■ **TASK REQUIREMENTS**
Omit the pictures, then write out every entry exactly as it reads.

(Object pointing dataset rows)
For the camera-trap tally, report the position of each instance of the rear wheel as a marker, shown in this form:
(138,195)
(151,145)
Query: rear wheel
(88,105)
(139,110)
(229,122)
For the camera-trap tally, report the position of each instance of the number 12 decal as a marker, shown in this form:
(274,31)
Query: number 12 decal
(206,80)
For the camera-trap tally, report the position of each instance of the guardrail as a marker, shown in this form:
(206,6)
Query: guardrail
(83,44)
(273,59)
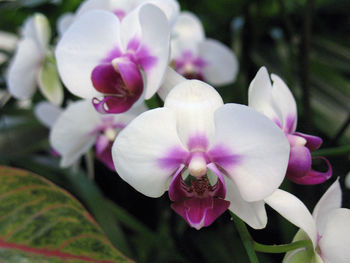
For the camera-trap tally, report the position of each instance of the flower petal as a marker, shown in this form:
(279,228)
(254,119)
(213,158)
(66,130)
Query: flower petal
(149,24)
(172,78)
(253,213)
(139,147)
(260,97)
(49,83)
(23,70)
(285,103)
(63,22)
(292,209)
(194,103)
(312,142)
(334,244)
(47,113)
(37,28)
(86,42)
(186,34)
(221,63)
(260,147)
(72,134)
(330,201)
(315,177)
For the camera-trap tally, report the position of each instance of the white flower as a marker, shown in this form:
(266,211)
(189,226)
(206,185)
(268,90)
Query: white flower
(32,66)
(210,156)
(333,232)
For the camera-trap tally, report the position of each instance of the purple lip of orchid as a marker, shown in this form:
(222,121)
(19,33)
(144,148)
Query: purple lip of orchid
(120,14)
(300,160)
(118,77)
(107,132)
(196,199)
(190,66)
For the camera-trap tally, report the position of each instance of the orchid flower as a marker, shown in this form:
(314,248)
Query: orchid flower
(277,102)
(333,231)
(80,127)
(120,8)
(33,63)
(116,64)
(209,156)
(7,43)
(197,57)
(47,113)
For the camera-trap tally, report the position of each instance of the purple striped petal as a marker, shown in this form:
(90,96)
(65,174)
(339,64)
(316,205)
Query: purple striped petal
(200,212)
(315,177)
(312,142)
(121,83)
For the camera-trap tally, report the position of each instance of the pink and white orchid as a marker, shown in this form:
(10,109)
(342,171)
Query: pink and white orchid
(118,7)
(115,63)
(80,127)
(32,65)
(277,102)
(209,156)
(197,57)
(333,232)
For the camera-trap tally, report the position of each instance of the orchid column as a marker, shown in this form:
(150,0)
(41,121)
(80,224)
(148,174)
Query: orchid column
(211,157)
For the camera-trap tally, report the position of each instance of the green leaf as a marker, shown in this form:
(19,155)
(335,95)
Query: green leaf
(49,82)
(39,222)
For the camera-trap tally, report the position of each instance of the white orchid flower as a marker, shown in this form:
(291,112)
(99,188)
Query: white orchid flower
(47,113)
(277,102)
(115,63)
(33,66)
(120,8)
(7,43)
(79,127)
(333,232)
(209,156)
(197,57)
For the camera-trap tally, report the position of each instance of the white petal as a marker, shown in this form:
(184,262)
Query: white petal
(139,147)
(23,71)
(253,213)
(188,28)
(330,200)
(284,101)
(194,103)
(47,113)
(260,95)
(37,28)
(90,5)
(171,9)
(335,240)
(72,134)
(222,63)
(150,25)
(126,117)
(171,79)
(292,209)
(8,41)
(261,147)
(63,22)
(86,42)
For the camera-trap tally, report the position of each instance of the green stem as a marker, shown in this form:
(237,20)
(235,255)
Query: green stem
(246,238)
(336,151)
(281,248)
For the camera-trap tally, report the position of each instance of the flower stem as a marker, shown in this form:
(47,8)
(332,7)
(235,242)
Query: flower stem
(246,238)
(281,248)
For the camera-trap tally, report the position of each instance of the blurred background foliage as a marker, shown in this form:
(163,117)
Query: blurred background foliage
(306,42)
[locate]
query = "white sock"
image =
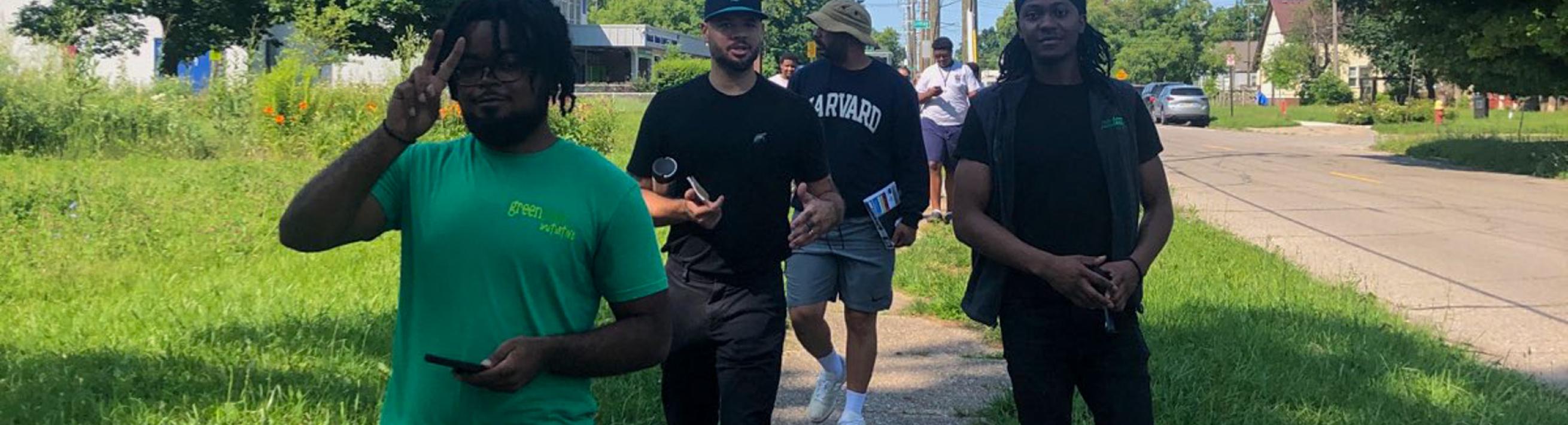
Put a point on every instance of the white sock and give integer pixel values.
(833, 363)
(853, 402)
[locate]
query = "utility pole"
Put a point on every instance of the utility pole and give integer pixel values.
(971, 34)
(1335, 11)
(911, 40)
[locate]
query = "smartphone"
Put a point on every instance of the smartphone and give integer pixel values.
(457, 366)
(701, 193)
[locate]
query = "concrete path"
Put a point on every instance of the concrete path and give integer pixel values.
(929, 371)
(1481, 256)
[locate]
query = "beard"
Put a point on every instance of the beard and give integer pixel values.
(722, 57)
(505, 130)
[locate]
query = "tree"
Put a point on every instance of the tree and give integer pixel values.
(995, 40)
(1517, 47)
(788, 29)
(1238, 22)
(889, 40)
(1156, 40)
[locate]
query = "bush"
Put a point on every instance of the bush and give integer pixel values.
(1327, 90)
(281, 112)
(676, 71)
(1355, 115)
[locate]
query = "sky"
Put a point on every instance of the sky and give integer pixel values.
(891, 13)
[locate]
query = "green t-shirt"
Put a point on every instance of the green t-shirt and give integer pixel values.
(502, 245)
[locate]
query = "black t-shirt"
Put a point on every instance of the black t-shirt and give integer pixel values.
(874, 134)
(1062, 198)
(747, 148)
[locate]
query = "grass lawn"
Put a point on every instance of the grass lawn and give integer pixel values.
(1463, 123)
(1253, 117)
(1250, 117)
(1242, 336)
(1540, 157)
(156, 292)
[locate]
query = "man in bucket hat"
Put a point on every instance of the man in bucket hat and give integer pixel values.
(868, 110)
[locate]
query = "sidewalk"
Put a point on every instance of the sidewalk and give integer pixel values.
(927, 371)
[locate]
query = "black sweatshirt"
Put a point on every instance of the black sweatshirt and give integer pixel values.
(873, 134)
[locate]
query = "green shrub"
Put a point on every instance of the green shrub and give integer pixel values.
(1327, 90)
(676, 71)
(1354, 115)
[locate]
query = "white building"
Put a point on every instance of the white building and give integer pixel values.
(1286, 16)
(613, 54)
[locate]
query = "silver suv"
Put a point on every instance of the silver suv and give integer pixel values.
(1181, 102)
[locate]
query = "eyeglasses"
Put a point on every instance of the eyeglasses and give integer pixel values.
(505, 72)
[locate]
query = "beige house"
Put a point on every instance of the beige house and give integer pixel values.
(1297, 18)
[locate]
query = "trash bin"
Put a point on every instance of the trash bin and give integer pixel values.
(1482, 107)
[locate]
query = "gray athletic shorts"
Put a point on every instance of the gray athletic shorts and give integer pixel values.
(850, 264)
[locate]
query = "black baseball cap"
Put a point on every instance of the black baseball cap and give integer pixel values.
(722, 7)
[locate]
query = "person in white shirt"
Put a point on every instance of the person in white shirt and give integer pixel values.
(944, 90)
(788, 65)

■ **OUTPUT OF THE EXERCISE**
For the camera-trap tally, report the position of each instance of the rear wheel as a marker, shown in this form:
(138,195)
(151,145)
Query: rear wheel
(88,105)
(139,110)
(229,122)
For the camera-trap tally, report the position of each instance of the number 12 decal as a marker, shown in this form:
(274,31)
Query: number 12 decal
(206,80)
For the camera-trap tally, report the position of each instance of the guardrail as a marker, shown in this form:
(206,6)
Query: guardrail
(83,44)
(273,59)
For the camera-trap tally, report the position of each instance of the flower petal as a marker, shown in this form:
(279,228)
(254,119)
(213,158)
(66,130)
Query: flower petal
(149,24)
(172,78)
(253,213)
(139,147)
(260,97)
(49,83)
(23,70)
(285,103)
(63,22)
(292,209)
(194,103)
(312,142)
(334,244)
(47,113)
(37,28)
(86,42)
(186,34)
(221,63)
(260,147)
(72,134)
(330,201)
(315,177)
For the camera-trap tally, report the position of each instance of the white flower as a marker, shown in this form:
(266,211)
(189,226)
(206,185)
(268,90)
Query: white flower
(32,66)
(210,156)
(333,232)
For the camera-trap tally, report the position of each instance of the purple lip of orchid as a marker, shown in this form:
(222,121)
(19,33)
(144,148)
Query: purple lip of orchid
(120,14)
(300,160)
(118,77)
(107,132)
(196,199)
(190,66)
For the camera-trap tally, report the position of each instance of the orchid flower as a marker, shown in this form:
(314,248)
Query: orchid flower
(277,102)
(333,231)
(80,127)
(120,8)
(33,63)
(116,64)
(209,156)
(7,43)
(197,57)
(47,113)
For the camera-trap tally, report the position of each instance of the purple striped petal as a marker, shown in this form:
(90,96)
(65,174)
(339,64)
(316,205)
Query: purple striped petal
(200,212)
(315,177)
(312,142)
(121,83)
For the camera-trap tally, report the position of each instance of the pink and white orchid as a marker, shown in this form:
(10,109)
(342,171)
Query: pink and white orchid
(118,7)
(115,63)
(80,127)
(32,65)
(277,102)
(209,156)
(197,57)
(333,232)
For the camera-trap tally, report the position of each instance of the orchid column as a marker, shown in this form:
(150,0)
(41,121)
(80,224)
(148,174)
Query: orchid column
(211,157)
For the camera-trap tally, report the position of each instance of the green leaf as a marker, shown in this form:
(19,155)
(335,95)
Query: green leaf
(49,82)
(39,222)
For the camera-trap tally, report the position of each instance of the white orchid flower as a marker, shown in this form:
(291,112)
(99,188)
Query: white orchid flower
(47,113)
(277,102)
(115,63)
(33,66)
(120,8)
(7,43)
(79,127)
(333,232)
(209,156)
(197,57)
For the camera-trap tally, report the position of each instance of the white petal as a marker, shown in this form:
(184,262)
Query: white petal
(139,147)
(23,71)
(253,213)
(188,28)
(330,200)
(284,101)
(194,103)
(47,113)
(260,95)
(37,28)
(90,5)
(171,9)
(335,240)
(72,134)
(222,63)
(150,25)
(126,117)
(171,79)
(292,209)
(8,41)
(261,147)
(63,22)
(86,42)
For the camera-trap tally, report the position of each instance of the green stem as a marker, shown in this form:
(237,20)
(235,255)
Query: green stem
(246,238)
(336,151)
(281,248)
For the camera-trap tally, report the position of each instance of the flower stem as a marker, shown in this form:
(47,8)
(332,7)
(235,242)
Query: flower stem
(246,238)
(281,248)
For the camera-trap tally, report the position of each instance of the blurred background foliage as a marker, shown in this form:
(163,117)
Query: blurred background foliage
(306,42)
[locate]
query = "white sock"
image =
Put a point on every instance of the white sock and give integer pixel values.
(833, 363)
(853, 402)
[locate]
query = "utility pole"
Put a point on every instance of the utility pole and give integer pixel values.
(971, 34)
(1335, 11)
(911, 40)
[locate]
query = "smartphone"
Put a point on every instance of the smartphone and give integer pixel values.
(457, 366)
(701, 193)
[locate]
query = "concrete path"
Put a point on every instance of the concrete path and give integer pixel values.
(929, 371)
(1481, 256)
[locate]
query = "beard"
Put a point on every instance of the beard and give integer pixel values.
(722, 57)
(505, 130)
[locate]
query = "tree"
Put a point on every instance of the tree and give integer pixel values.
(995, 40)
(1517, 47)
(788, 29)
(1238, 22)
(889, 40)
(1156, 40)
[locate]
query = "bush"
Put a point on every instance of the bush and give integer pixel values.
(1327, 90)
(281, 112)
(676, 71)
(1355, 115)
[locate]
query = "sky"
Put a point on every instance of the sky and give integer pixel values.
(891, 13)
[locate]
query = "green t-shirt"
Put a point on every instance of the green t-shirt and give integer pixel values.
(502, 245)
[locate]
query = "black t-shirt"
Put a point on every instance of the black t-shirt and give integer pixel values.
(874, 134)
(1062, 198)
(747, 148)
[locate]
query = "grass lawn"
Put a point on every instance of the grass lawn and give integer pixel values.
(1463, 123)
(1253, 117)
(1250, 117)
(1242, 336)
(1540, 157)
(156, 292)
[locate]
query = "man in bucket hat"
Put a point on every instance of the man in bucket hat and give integer pixel values.
(868, 110)
[locate]
query = "sidewalk"
Put a point on every instance of the sidewalk and give integer pixel values.
(927, 371)
[locate]
query = "black sweatshirt"
Put a point on every instance of the black sweatshirt and give integer pixel values.
(873, 134)
[locate]
query = "green shrub"
Put a point on every instance of the green shrub and give integer pixel values.
(1327, 90)
(676, 71)
(1354, 115)
[locate]
query = "white building"
Put a point on every instance of the white building and give integer pixel values.
(1286, 16)
(613, 54)
[locate]
query = "silver suv"
Put a point on every instance of the silver suv and give integer pixel values.
(1181, 102)
[locate]
query = "eyeglasses"
Put a point on every instance of the eyeglasses and give integer pixel values.
(505, 72)
[locate]
query = "beige house"
Put a point on every instance of the beige house and give integer pixel values.
(1297, 18)
[locate]
query = "trash bin"
Put a point on every instance of the trash bin and give integer pixel values.
(1482, 107)
[locate]
query = "gray athletic shorts"
Put a point on every instance of the gray athletic shorts and give integer pixel values.
(850, 264)
[locate]
query = "black baseball cap"
Put a point on every instance of the black baseball cap and give integer pixel values.
(722, 7)
[locate]
query = "person in white shirt"
Put a point on every instance of the person in white shirt and give integer pixel values.
(944, 90)
(788, 65)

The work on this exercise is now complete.